- _TASKS_
1) Translate this sentence from the article about Dr Sarkhell Radha into Spanish: "He left behind a family, a good job and his home."
2) Retype, word for word, the part of the article about Dr Sarkhell Radha that opens with the words containing "But Dr Radha, an" and closes with "for his life.".

Page last updated at 23:09 GMT, Friday, 21 August 2009 00:09 UK

'They stoned my house every night'

By Jane Elliott
Health reporter, BBC News

Dr Sarkhell Radha
Dr Radha fled persecution in Iraq

Seven years after seeking asylum in the UK, Dr Sarkhell Radha has finally started working as an orthopaedic specialist trainee.

But Dr Radha, an Iraqi Kurd, said he has had to overcome discrimination, as well as physical and verbal abuse, along the way.

When Dr Radha left southern Kurdistan he was fleeing persecution and torture.

He left behind a family, a good job and his home.

High hopes

Life had become too difficult for him in his homeland - as soon as the Iraqi authorities freed him from a prison sentence imposed for opposition to the regime, he planned to escape over fears for his life.

Although he spoke very good English Dr Radha, aged 31, had never been to the UK but he had heard good things about it.

I had daily abuse, it was physical and verbal, everything, we were too scared to go out during [the] night
Dr Sarkhell Radha

"I thought I would be safe there," he said.

- _Saved entries_
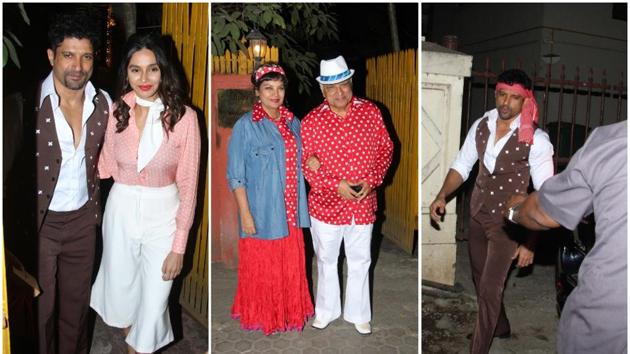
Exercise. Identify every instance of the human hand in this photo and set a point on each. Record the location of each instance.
(346, 192)
(364, 191)
(313, 163)
(525, 256)
(247, 223)
(172, 266)
(437, 209)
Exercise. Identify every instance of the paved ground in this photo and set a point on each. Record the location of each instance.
(447, 317)
(394, 319)
(194, 341)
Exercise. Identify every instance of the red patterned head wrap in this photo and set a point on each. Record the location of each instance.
(529, 113)
(266, 69)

- _ANSWERS FOR EACH ITEM_
1) Dejó atrás a una familia, un buen trabajo y su hogar.

2)
But Dr Radha, an Iraqi Kurd, said he has had to overcome discrimination, as well as physical and verbal abuse, along the way.

When Dr Radha left southern Kurdistan he was fleeing persecution and torture.

He left behind a family, a good job and his home.

High hopes

Life had become too difficult for him in his homeland - as soon as the Iraqi authorities freed him from a prison sentence imposed for opposition to the regime, he planned to escape over fears for his life.